EXERCISE REQUIREMENTS:
Copy out the following lines exactly as they appear, with no changes.

MATERIAL FOR THE TASK:

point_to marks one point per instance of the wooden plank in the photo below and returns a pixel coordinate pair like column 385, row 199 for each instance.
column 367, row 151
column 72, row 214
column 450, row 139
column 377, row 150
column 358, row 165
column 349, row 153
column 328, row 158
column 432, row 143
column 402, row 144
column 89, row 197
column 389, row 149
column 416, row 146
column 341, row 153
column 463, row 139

CORRECT OUTPUT:
point_to marks one point per instance of the wooden plank in the photo below and returns a pixel coordinate pair like column 385, row 199 for each instance.
column 367, row 151
column 72, row 214
column 450, row 139
column 377, row 150
column 358, row 165
column 349, row 153
column 328, row 158
column 432, row 143
column 402, row 144
column 89, row 197
column 389, row 149
column 416, row 146
column 341, row 153
column 463, row 139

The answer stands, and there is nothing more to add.